* [THE REQUEST] Count the lines in the material below that contain the string "road". Reply with the number alone.

[Labeling and segmentation records]
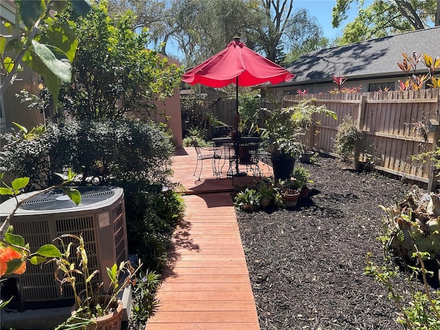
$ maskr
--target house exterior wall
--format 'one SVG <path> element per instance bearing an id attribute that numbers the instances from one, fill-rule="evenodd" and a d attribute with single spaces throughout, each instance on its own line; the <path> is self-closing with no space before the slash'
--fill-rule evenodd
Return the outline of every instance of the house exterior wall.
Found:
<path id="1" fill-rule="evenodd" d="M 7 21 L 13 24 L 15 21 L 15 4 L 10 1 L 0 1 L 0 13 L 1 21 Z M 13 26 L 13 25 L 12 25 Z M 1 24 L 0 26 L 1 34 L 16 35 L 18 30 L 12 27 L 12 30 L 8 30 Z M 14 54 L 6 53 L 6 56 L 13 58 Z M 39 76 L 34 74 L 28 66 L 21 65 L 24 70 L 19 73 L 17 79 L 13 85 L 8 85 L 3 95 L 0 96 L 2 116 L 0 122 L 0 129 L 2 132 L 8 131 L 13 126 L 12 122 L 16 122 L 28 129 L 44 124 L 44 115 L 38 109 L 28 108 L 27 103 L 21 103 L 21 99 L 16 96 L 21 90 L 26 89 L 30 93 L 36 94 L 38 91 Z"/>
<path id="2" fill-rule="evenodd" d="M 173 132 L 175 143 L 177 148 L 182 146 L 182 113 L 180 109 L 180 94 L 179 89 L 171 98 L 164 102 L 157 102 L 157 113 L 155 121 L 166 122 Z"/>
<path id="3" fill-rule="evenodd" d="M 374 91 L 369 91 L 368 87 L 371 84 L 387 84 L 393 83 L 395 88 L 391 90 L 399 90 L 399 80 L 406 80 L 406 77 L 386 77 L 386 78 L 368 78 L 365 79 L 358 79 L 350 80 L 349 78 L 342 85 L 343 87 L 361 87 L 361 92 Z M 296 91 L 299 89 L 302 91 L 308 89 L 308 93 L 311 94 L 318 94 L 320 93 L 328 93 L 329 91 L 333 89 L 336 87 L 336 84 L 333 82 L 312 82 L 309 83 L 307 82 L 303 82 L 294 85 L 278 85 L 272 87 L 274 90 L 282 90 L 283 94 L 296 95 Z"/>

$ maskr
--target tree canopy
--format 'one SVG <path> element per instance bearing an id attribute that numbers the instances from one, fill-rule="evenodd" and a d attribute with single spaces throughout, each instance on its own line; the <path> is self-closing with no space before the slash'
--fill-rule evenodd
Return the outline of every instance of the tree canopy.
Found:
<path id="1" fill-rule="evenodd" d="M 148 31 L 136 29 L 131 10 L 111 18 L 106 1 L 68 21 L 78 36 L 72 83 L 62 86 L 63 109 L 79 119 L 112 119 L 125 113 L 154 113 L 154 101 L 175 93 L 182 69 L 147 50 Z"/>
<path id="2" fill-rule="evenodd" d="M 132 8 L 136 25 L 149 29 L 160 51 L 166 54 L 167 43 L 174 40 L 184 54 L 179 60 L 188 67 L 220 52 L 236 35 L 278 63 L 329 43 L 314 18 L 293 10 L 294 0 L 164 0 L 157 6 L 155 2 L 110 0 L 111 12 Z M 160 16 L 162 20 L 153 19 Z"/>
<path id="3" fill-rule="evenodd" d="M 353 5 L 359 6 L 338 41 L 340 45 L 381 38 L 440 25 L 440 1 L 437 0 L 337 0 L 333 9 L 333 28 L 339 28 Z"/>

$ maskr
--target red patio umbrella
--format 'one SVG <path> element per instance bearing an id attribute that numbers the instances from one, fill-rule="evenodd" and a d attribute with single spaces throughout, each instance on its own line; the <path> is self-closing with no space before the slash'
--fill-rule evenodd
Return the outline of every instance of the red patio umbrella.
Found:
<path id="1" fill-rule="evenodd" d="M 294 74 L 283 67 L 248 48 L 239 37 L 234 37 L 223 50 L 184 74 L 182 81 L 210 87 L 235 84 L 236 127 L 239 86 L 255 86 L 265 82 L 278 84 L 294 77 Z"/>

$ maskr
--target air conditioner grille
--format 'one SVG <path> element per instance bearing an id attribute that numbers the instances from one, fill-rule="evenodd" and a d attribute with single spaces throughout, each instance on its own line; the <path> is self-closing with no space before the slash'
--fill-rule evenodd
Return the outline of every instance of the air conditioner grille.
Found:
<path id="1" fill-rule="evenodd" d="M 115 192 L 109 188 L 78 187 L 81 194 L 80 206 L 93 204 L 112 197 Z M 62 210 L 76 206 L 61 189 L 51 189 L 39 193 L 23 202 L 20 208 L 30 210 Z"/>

...

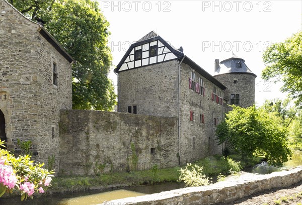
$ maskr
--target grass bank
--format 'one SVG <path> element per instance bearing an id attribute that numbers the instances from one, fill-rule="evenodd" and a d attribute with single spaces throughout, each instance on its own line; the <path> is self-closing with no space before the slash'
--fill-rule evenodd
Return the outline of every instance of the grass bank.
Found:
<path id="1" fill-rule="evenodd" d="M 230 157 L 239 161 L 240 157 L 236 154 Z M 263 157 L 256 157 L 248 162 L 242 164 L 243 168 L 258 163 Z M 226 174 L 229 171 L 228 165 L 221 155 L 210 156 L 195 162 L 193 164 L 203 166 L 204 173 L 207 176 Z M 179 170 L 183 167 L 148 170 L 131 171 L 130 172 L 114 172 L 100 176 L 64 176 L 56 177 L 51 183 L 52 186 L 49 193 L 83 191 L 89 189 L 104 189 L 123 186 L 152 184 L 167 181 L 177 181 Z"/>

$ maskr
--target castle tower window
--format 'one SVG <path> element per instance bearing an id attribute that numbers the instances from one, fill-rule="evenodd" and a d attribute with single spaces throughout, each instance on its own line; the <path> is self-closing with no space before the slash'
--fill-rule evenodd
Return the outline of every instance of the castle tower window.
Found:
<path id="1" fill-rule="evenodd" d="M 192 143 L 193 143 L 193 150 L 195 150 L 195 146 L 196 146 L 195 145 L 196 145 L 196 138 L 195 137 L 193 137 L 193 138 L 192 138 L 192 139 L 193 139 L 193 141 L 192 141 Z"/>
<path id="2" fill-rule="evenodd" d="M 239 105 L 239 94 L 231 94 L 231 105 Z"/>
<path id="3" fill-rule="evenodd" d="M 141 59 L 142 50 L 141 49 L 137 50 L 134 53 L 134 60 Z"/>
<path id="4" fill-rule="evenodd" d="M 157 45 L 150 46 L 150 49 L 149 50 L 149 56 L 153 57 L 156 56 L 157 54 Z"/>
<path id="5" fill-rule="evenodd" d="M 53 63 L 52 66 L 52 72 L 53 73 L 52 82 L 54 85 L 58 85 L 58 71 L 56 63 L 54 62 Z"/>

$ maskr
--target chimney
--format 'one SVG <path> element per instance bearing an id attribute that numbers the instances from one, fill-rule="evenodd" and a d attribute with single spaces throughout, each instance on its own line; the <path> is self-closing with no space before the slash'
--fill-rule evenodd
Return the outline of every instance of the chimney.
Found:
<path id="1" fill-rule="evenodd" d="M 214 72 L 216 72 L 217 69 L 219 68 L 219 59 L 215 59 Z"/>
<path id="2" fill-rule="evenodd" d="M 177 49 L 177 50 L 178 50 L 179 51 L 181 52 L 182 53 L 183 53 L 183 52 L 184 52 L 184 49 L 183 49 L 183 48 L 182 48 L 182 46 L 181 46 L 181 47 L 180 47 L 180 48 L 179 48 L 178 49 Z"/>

---

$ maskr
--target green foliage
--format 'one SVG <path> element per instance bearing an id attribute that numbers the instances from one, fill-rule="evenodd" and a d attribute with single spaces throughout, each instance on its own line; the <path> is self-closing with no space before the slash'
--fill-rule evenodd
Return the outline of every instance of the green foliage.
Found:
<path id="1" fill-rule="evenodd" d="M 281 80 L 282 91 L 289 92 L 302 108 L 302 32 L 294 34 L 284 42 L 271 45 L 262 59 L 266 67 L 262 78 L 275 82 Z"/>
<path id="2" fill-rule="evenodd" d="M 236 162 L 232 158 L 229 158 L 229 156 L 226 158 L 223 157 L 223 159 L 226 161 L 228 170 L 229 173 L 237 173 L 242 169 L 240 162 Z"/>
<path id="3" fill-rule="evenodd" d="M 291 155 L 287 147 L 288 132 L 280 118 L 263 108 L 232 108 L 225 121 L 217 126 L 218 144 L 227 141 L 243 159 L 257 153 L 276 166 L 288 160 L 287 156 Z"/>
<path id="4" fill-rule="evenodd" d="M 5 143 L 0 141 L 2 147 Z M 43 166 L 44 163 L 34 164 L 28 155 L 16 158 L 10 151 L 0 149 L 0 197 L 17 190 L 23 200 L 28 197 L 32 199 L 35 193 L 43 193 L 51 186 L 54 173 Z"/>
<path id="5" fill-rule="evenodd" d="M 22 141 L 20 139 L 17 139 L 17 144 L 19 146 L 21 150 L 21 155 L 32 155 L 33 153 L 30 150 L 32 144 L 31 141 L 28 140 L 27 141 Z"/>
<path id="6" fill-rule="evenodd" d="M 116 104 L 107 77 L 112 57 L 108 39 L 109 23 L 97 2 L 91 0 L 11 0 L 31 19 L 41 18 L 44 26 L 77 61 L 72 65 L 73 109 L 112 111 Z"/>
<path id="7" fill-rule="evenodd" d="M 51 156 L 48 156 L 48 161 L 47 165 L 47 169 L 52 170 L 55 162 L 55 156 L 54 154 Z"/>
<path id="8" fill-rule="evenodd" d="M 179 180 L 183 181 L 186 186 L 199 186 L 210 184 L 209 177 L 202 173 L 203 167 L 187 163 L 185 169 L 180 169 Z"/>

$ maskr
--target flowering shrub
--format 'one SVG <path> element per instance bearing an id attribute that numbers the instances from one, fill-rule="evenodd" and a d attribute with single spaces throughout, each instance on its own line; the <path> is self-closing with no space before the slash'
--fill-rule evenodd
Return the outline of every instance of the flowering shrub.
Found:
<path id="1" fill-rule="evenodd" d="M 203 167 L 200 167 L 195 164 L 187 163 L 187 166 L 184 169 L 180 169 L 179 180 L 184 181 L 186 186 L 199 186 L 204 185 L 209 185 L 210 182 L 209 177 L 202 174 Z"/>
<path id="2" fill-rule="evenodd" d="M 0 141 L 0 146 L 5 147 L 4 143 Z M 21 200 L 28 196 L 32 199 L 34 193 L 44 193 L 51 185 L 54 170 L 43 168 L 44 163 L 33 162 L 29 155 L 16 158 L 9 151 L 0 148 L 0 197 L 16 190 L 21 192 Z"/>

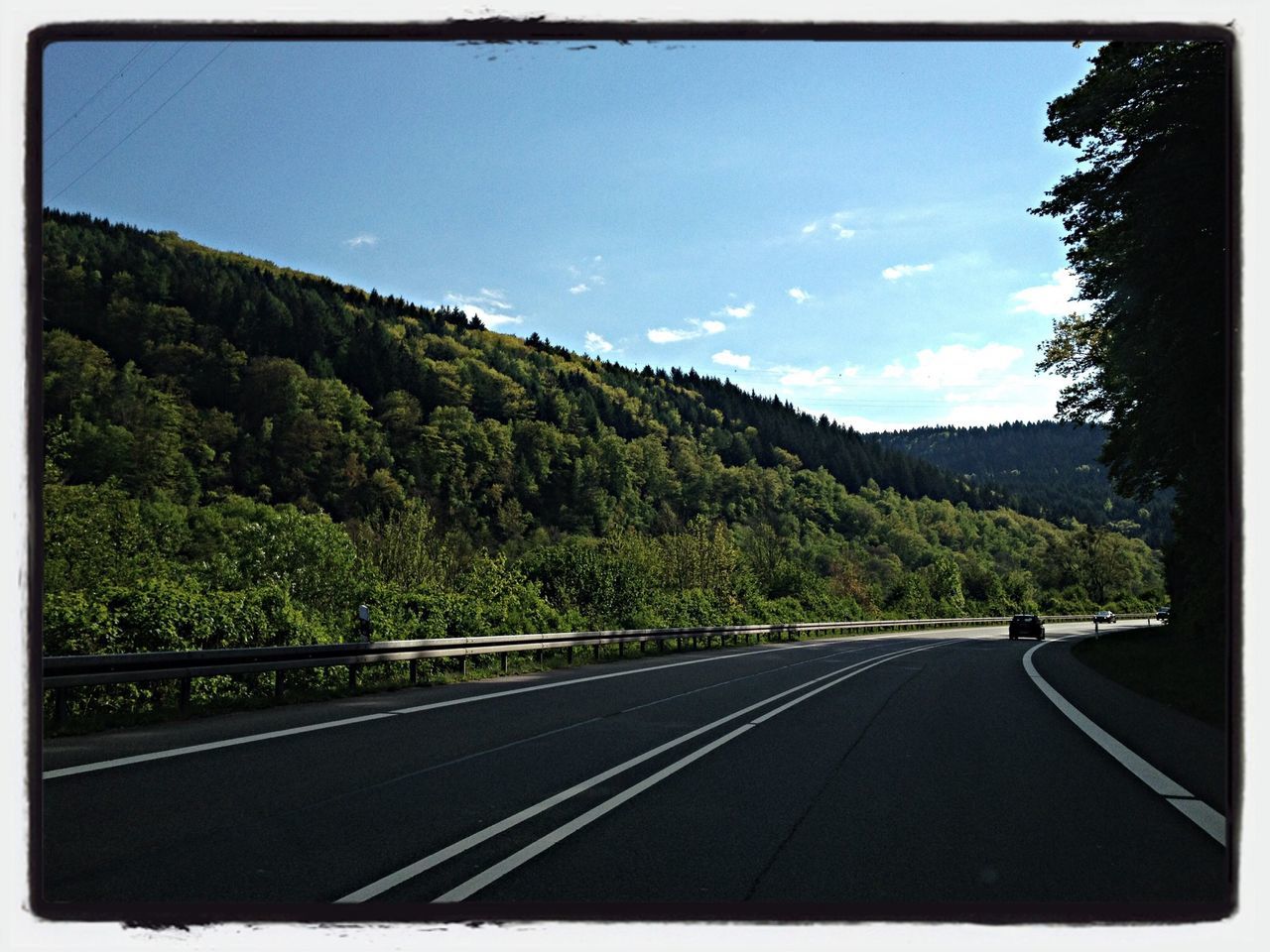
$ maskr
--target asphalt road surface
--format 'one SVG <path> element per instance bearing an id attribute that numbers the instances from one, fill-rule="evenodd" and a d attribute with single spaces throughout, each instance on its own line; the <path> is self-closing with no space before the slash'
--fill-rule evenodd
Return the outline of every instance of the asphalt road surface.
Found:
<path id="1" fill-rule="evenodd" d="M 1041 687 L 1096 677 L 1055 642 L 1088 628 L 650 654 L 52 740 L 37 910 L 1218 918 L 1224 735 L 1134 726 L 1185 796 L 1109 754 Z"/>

* [COMPLETED TASK] 2